Your instructions: The answer is to be all of the data below, reproduced exactly.
----------
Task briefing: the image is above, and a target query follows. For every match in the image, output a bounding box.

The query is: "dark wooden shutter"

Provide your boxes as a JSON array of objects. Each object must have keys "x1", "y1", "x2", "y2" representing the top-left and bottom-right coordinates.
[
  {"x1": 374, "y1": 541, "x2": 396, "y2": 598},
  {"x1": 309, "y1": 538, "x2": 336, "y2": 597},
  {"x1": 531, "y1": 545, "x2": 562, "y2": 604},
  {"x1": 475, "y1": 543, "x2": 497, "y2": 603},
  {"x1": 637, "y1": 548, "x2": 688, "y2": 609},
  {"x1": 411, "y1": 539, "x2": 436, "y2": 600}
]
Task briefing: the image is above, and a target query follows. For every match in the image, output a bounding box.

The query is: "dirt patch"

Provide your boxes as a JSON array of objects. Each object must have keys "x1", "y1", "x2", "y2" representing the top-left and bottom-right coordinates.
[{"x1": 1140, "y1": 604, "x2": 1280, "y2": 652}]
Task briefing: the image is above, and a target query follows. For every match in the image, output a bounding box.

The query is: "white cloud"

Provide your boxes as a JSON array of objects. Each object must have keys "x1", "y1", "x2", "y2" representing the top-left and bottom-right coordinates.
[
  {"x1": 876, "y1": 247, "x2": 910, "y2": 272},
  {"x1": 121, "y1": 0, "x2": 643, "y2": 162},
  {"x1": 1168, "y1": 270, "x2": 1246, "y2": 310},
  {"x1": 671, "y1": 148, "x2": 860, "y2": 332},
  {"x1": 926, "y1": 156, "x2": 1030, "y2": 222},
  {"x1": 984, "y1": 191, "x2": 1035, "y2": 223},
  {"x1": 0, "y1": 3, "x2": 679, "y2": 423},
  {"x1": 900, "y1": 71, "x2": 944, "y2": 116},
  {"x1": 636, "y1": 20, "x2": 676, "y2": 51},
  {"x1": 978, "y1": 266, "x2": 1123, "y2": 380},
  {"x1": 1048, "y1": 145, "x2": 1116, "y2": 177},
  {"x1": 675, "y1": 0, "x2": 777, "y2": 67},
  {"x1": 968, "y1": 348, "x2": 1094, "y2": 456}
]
----------
Response below:
Task briefing: the image is above, and a target query follows. For every match in the image, output a bounding box.

The query is: "dark wooden shutter"

Provide your boxes as a JSON array of objects. Each object must have keys "x1", "y1", "x2", "y2" representing the top-left and bottom-right coordinates.
[
  {"x1": 374, "y1": 541, "x2": 396, "y2": 598},
  {"x1": 309, "y1": 538, "x2": 336, "y2": 597},
  {"x1": 531, "y1": 545, "x2": 562, "y2": 604},
  {"x1": 475, "y1": 543, "x2": 497, "y2": 603},
  {"x1": 637, "y1": 548, "x2": 688, "y2": 609},
  {"x1": 411, "y1": 539, "x2": 436, "y2": 600}
]
Task briefing: the image is above, and a target query follows. For every match in the image, output a bounding box.

The query is: "dirt patch"

Provide your boxes as a JSON array of objects. Each object must have keys "x1", "y1", "x2", "y2" representing the top-left and bottom-right coordinates.
[{"x1": 1140, "y1": 604, "x2": 1280, "y2": 652}]
Task briefing: the image is above, and a target query follows. For every match in the image, output a bounding box.

The query is: "white cloud"

Provide your boxes as a JSON array of objects. Each object must have keys "x1", "y1", "x2", "y2" representing the top-left and bottom-right coordinates.
[
  {"x1": 876, "y1": 247, "x2": 910, "y2": 272},
  {"x1": 121, "y1": 0, "x2": 643, "y2": 162},
  {"x1": 1168, "y1": 270, "x2": 1246, "y2": 310},
  {"x1": 671, "y1": 148, "x2": 860, "y2": 332},
  {"x1": 926, "y1": 156, "x2": 1030, "y2": 222},
  {"x1": 984, "y1": 191, "x2": 1035, "y2": 223},
  {"x1": 0, "y1": 3, "x2": 679, "y2": 423},
  {"x1": 900, "y1": 71, "x2": 944, "y2": 116},
  {"x1": 636, "y1": 20, "x2": 676, "y2": 51},
  {"x1": 978, "y1": 266, "x2": 1123, "y2": 380},
  {"x1": 1048, "y1": 145, "x2": 1116, "y2": 177},
  {"x1": 675, "y1": 0, "x2": 777, "y2": 67},
  {"x1": 968, "y1": 348, "x2": 1094, "y2": 456}
]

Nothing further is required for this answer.